--- Start of Passage provided ---

When this letter was read to the noble-minded Isabella, and she found how
grossly Columbus had been wronged and the royal authority abused, her
heart was filled with mingled sympathy and indignation. The tidings were
confirmed by a letter from the alcalde or corregidor of Cadiz, into whose
hands Columbus and his brothers had been delivered, until the pleasure of
the sovereigns should be known; [91] and by another letter from Alonzo de
Villejo, expressed in terms accordant with his humane and honorable
conduct towards his illustrious prisoner.

However Ferdinand might have secretly felt disposed against Columbus, the
momentary tide of public feeling was not to be resisted. He joined with
his generous queen in her reprobation of the treatment of the admiral, and
both sovereigns hastened to give evidence to the world, that his
imprisonment had been without their authority, and contrary to their
wishes. Without waiting to receive any documents that might arrive from
Bobadilla, they sent orders to Cadiz that the prisoners should be
instantly set at liberty, and treated with all distinction. They wrote a
letter to Columbus, couched in terms of gratitude and affection,
expressing their grief at all that he had suffered, and inviting him to
court. They ordered, at the same time, that two thousand ducats should be
advanced to defray his expenses. [92]

The loyal heart of Columbus was again cheered by this declaration of his
sovereigns. He felt conscious of his integrity, and anticipated an
immediate restitution of all his rights and dignities. He appeared at
court in Granada on the 17th of December, not as a man ruined and
disgraced, but richly dressed, and attended by an honorable retinue. He
was received by the sovereigns with unqualified favor and distinction.

--- End of Passage provided ---
--- Start of Data entries ---

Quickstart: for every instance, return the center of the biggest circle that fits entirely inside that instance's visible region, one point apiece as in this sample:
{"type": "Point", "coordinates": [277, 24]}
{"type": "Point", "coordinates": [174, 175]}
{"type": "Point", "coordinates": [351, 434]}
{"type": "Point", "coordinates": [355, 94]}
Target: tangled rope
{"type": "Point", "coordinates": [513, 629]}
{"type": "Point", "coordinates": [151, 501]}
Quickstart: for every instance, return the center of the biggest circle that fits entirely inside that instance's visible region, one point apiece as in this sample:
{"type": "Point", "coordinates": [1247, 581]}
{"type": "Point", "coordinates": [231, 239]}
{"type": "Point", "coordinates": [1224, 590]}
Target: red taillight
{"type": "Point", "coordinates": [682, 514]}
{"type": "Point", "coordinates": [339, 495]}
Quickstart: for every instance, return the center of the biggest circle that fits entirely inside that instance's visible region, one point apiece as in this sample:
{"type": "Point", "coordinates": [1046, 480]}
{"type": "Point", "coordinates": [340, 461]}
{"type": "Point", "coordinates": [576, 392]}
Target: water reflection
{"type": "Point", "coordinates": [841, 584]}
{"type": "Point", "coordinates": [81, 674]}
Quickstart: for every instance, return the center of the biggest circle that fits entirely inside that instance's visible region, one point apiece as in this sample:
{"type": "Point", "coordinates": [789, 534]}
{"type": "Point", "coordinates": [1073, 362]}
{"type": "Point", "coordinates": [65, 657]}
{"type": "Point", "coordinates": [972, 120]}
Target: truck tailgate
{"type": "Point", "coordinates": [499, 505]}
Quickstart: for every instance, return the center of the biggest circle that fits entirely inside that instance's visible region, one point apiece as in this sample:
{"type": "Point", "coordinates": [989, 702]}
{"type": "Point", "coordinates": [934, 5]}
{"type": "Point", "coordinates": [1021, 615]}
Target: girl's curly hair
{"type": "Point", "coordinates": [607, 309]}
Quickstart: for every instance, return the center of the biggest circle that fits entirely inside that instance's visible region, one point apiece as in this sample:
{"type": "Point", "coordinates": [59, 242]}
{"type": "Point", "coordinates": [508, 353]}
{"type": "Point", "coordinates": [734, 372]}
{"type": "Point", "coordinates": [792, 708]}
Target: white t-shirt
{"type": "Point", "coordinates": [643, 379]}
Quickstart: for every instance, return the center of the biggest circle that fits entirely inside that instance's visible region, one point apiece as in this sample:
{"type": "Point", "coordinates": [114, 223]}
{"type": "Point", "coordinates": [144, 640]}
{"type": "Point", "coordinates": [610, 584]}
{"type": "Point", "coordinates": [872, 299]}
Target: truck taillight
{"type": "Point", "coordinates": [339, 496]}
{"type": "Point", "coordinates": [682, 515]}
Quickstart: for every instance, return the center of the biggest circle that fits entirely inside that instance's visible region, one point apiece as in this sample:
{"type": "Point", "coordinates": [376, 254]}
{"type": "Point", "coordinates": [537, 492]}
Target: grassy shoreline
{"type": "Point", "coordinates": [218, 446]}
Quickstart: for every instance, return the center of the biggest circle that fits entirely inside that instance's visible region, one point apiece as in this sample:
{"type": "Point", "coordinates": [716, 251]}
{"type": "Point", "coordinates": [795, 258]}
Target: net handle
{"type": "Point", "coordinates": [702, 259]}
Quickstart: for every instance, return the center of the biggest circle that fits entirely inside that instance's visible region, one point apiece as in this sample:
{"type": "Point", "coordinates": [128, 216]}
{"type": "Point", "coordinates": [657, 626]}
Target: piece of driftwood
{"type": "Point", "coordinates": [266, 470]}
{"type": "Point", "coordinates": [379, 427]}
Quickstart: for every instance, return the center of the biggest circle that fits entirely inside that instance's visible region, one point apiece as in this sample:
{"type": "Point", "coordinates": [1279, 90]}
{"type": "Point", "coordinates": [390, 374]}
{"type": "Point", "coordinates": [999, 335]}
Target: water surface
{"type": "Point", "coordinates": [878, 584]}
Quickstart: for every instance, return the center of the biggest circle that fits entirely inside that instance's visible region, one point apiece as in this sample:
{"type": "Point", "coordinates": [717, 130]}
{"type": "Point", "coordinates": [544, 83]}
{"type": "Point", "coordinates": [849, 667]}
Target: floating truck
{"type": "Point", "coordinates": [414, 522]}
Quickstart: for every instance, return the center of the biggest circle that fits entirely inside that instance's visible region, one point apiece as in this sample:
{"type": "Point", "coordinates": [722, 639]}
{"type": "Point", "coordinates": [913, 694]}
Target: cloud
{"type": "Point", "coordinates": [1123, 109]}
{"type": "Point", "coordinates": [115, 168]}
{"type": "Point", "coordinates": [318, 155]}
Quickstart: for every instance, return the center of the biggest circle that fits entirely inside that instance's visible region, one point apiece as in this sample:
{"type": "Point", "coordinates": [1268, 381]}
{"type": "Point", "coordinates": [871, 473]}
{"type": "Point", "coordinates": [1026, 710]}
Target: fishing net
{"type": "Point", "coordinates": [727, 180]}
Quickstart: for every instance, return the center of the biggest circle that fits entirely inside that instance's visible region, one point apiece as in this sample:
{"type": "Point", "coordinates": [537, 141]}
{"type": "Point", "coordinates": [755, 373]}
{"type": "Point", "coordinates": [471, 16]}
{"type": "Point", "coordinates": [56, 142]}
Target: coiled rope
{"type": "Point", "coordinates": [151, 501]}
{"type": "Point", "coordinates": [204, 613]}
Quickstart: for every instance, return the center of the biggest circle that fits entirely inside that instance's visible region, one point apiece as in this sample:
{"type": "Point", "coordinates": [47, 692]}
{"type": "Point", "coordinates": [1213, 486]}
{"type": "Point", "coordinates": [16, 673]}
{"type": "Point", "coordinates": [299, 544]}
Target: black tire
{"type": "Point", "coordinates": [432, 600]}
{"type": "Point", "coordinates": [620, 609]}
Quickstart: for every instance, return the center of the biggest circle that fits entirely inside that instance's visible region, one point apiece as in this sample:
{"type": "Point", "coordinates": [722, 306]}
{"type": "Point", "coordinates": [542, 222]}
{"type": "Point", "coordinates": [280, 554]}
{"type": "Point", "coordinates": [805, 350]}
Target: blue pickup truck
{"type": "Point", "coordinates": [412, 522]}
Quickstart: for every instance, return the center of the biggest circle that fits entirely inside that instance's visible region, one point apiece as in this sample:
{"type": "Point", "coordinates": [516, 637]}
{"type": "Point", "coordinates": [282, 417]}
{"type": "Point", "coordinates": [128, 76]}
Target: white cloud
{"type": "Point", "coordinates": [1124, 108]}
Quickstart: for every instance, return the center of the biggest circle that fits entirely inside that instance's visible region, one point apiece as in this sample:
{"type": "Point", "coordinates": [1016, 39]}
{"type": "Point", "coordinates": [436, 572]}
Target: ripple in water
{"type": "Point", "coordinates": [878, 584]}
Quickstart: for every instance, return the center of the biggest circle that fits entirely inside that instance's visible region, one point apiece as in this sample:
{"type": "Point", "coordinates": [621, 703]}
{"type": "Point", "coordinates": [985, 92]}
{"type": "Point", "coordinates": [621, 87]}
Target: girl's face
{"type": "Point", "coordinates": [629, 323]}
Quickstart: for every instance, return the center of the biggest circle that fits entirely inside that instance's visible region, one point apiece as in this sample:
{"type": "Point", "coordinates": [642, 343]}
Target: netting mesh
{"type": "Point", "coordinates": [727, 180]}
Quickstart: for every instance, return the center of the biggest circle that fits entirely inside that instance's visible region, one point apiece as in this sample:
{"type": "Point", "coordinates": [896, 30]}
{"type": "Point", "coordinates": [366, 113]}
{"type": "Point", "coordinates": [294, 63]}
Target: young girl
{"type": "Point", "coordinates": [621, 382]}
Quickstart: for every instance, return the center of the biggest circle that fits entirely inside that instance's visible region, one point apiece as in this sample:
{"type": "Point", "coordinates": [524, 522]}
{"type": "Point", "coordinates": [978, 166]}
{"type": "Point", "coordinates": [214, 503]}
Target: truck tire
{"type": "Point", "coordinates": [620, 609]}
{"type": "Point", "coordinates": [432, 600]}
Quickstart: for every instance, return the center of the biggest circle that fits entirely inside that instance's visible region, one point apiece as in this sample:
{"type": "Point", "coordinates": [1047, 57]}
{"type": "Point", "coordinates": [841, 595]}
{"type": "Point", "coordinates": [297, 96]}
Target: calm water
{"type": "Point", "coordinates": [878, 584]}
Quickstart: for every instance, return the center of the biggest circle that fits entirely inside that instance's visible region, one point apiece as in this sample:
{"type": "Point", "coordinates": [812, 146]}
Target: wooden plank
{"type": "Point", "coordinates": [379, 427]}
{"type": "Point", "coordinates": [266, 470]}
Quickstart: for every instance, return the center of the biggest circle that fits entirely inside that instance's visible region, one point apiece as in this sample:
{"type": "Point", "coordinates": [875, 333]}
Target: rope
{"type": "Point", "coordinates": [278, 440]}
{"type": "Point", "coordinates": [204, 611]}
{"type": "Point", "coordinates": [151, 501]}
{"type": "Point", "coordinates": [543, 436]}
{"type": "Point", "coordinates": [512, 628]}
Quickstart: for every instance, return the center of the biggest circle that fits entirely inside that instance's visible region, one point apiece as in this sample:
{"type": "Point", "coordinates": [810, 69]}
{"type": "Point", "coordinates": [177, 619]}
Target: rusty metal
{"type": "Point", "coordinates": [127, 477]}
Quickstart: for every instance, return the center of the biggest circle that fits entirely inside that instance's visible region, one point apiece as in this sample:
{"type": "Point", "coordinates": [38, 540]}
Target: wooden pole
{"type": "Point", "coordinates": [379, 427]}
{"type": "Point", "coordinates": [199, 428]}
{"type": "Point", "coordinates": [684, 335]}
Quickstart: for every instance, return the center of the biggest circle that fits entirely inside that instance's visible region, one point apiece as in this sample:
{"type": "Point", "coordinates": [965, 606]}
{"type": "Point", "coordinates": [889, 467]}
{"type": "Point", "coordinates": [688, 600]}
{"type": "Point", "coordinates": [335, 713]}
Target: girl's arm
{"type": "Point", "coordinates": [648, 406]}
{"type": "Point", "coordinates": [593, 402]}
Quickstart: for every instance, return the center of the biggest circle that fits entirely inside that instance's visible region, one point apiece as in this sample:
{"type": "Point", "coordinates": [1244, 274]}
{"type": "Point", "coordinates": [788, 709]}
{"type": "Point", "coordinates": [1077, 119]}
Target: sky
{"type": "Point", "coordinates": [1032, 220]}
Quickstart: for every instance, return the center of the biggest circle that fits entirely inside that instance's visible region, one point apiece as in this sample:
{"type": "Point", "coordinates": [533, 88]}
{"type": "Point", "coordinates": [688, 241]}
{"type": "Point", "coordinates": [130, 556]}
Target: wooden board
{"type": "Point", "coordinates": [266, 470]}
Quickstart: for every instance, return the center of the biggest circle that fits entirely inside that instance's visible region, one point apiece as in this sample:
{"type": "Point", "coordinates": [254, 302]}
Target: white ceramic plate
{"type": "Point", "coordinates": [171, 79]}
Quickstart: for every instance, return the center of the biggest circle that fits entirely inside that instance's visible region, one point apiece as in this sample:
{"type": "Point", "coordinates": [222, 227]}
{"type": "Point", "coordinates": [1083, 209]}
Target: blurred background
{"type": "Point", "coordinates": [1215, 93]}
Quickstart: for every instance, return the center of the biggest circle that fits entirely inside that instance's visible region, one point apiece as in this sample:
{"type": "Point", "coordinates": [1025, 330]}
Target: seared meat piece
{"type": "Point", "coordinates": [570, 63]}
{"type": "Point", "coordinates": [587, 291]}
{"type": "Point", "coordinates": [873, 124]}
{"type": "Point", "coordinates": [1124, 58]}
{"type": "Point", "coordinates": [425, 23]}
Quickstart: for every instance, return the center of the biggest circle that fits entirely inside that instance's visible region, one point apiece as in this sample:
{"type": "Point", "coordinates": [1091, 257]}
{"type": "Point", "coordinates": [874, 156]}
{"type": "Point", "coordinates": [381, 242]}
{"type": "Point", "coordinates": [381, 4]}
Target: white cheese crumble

--- End of Data entries ---

- _Job 1_
According to the Columbus passage, how much money did the sovereigns order advanced to cover his expenses?
- _Job 2_
Copy out the Columbus passage from the words "The loyal heart" through "favor and distinction.", but rename "Granada" as "Seville".
- _Job 3_
Carry the Columbus passage forward from the last sentence shown.

- _Right answer 1_
Two thousand ducats.

- _Right answer 2_
The loyal heart of Columbus was again cheered by this declaration of his
sovereigns. He felt conscious of his integrity, and anticipated an
immediate restitution of all his rights and dignities. He appeared at
court in Seville on the 17th of December, not as a man ruined and
disgraced, but richly dressed, and attended by an honorable retinue. He
was received by the sovereigns with unqualified favor and distinction.

- _Right answer 3_
When the queen beheld this venerable man approach, and thought on all he
had deserved and all he had suffered, she was moved to tears. Columbus had
borne up firmly against the rude conflicts of the world,-he had endured
with lofty scorn the injuries and insults of ignoble men; but he possessed
strong and quick sensibility. When he found himself thus kindly received
by his sovereigns, and beheld tears in the benign eyes of Isabella, his
long-suppressed feelings burst forth: he threw himself on his knees, and
for some time could not utter a word for the violence of his tears and
sobbings. [93]

Ferdinand and Isabella raised him from the ground, and endeavored to
encourage him by the most gracious expressions. As soon as he regained
self-possession, he entered into an eloquent and high-minded vindication
of his loyalty, and the zeal he had ever felt for the glory and advantage
of the Spanish crown, declaring that if at any time he had erred, it had
been through inexperience in government, and the extraordinary
difficulties by which he had been surrounded.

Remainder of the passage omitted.